* Ihre Aufgabe: Geben Sie den Abschnitt unverändert wieder, der mit der Zeile beginnt, die „Objective — locate the mist“ enthält, und bis zum Ende der Einträge reicht, beide Enden eingeschlossen.
↓
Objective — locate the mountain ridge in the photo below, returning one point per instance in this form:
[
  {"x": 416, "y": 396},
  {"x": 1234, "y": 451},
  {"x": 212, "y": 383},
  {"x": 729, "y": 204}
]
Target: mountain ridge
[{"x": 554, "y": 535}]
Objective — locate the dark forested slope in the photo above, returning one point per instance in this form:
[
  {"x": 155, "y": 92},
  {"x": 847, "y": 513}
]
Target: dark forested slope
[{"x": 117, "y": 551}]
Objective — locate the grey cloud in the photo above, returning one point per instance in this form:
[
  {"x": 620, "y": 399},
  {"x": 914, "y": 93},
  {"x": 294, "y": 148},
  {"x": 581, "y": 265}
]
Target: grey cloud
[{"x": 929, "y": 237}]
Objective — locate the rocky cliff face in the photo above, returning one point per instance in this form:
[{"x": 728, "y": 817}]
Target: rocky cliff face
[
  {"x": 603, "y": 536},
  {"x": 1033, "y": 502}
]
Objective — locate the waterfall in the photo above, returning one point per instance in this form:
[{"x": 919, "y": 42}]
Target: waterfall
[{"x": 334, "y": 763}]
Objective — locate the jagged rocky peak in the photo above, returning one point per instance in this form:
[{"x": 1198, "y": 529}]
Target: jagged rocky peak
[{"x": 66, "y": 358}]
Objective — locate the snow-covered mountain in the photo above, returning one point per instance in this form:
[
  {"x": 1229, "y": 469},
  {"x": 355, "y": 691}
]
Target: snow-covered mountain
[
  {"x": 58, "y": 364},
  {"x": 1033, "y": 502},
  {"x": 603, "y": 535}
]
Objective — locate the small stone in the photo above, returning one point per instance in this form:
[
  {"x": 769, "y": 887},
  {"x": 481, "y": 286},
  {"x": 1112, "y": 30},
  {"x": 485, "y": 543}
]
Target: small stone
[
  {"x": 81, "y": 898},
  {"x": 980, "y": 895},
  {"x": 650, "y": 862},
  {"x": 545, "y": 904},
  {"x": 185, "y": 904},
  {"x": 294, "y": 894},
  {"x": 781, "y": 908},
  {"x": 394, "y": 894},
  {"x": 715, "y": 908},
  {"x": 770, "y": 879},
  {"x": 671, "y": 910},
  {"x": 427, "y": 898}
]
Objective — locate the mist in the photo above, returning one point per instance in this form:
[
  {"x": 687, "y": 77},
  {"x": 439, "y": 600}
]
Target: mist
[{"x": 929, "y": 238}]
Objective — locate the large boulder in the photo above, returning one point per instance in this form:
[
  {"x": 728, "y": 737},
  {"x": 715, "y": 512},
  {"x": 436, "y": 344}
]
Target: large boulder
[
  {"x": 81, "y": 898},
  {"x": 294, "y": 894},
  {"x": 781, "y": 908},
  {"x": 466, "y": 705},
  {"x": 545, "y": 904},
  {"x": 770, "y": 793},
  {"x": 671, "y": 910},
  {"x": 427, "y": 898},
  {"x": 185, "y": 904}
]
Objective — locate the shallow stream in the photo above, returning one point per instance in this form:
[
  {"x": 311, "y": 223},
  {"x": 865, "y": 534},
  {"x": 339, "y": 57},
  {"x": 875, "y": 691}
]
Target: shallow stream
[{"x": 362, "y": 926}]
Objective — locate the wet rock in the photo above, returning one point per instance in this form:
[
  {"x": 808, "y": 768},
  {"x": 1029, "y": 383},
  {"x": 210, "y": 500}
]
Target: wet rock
↑
* Ergebnis:
Objective — locate the mist in the photo above, returning one point per instance in this form:
[
  {"x": 687, "y": 77},
  {"x": 439, "y": 600}
]
Target: mist
[{"x": 929, "y": 238}]
Objective — locate the large boulder in the photo above, returning one point per instance in this form:
[
  {"x": 728, "y": 737},
  {"x": 715, "y": 512},
  {"x": 436, "y": 344}
]
Target: large boulder
[
  {"x": 81, "y": 898},
  {"x": 294, "y": 894},
  {"x": 781, "y": 908},
  {"x": 466, "y": 705},
  {"x": 545, "y": 904},
  {"x": 770, "y": 793},
  {"x": 671, "y": 910},
  {"x": 427, "y": 898},
  {"x": 185, "y": 904}
]
Objective — locate the shallow stream in the photo above, returning one point per instance in this form:
[
  {"x": 311, "y": 223},
  {"x": 865, "y": 534},
  {"x": 339, "y": 57},
  {"x": 875, "y": 691}
]
Target: shallow stream
[{"x": 362, "y": 926}]
Objective — locate the wet rock in the photo above, returning one point per instance in this form:
[
  {"x": 808, "y": 768},
  {"x": 1029, "y": 383},
  {"x": 210, "y": 500}
]
Target: wet rock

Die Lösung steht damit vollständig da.